**Texte extrait:**
• • • •
C’est donc l’Union africaine qui, en 2006, tranche, et demande au Sénégal de juger l’ex-président « au nom de l’Afrique ». Des juristes se mettent alors à plancher sur la mise sur pied d’un tribunal spécial, qui sera composé de magistrats du continent.

Lire aussi : L’Afrique veut-elle vraiment juger ses dictateurs, ou le procès d’Habré restera-t-il une exception ?

L’Union africaine et l’Union européenne négocient un financement du procès. Mais le président sénégalais Abdulaye Wade rechigne, demande 65 millions d’euros pour juger Habré, puis en juillet 2011, menace de l’expulser au Tchad, qui rétorque qu’il sera alors extradé vers Bruxelles.
• • • •
**Données extraites:**
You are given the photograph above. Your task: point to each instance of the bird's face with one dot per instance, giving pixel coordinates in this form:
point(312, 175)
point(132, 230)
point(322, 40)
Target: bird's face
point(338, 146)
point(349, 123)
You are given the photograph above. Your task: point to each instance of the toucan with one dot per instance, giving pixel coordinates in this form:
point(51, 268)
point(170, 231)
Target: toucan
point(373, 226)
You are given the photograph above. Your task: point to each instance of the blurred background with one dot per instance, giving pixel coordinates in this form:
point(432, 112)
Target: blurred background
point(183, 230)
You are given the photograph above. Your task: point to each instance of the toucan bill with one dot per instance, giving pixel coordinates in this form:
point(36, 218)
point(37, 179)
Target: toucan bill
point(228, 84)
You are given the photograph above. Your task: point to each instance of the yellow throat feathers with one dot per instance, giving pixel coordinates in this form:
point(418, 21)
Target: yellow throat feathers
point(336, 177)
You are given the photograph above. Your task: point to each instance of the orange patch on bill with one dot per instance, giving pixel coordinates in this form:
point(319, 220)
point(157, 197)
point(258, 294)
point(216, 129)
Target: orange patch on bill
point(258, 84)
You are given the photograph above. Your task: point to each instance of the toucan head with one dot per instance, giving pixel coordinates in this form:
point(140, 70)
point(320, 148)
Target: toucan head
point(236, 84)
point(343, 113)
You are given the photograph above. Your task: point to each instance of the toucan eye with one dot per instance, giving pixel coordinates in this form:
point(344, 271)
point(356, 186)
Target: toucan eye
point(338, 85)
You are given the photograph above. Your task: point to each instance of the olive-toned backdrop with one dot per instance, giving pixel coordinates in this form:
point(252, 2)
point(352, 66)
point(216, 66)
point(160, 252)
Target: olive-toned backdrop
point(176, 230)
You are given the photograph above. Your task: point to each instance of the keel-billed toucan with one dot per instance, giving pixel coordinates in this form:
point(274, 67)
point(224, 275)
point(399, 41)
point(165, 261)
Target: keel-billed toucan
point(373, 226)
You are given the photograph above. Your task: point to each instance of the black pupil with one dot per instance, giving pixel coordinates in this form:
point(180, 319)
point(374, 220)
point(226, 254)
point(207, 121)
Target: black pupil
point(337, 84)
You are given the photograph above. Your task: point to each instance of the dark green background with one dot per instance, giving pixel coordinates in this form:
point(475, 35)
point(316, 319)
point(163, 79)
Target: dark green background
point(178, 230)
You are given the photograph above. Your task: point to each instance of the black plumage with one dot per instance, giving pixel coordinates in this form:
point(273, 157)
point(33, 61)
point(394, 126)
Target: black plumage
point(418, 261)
• • • •
**À faire:**
**A)** Dans le texte sur le procès d'Habré, restituez mot pour mot le passage qui commence par « Lire aussi : L’Afrique » et se poursuit jusqu'à « extradé vers Bruxelles. ».
**B)** Répondez à ces questions à partir du texte sur le procès d'Habré :
(i) En quelle année l'Union africaine demande-t-elle au Sénégal de juger l'ex-président ?
(ii) Quelle somme le président sénégalais réclame-t-il pour juger Habré ?
(iii) Que rétorque le Tchad lorsque Wade menace d'y expulser Habré ?
**C)** D'après le texte sur le procès d'Habré, pourquoi des juristes se mettent-ils à plancher sur un tribunal spécial ? Répondez en une à trois phrases.

**Réponses fournies:**
**A)**
Lire aussi : L’Afrique veut-elle vraiment juger ses dictateurs, ou le procès d’Habré restera-t-il une exception ?

L’Union africaine et l’Union européenne négocient un financement du procès. Mais le président sénégalais Abdulaye Wade rechigne, demande 65 millions d’euros pour juger Habré, puis en juillet 2011, menace de l’expulser au Tchad, qui rétorque qu’il sera alors extradé vers Bruxelles.

**B)**
(i) En 2006.
(ii) 65 millions d'euros.
(iii) Habré sera alors extradé vers Bruxelles.

**C)** En 2006, l'Union africaine tranche et demande au Sénégal de juger l'ex-président « au nom de l'Afrique ». C'est à la suite de cette décision que des juristes commencent à préparer ce tribunal spécial, qui sera composé de magistrats du continent.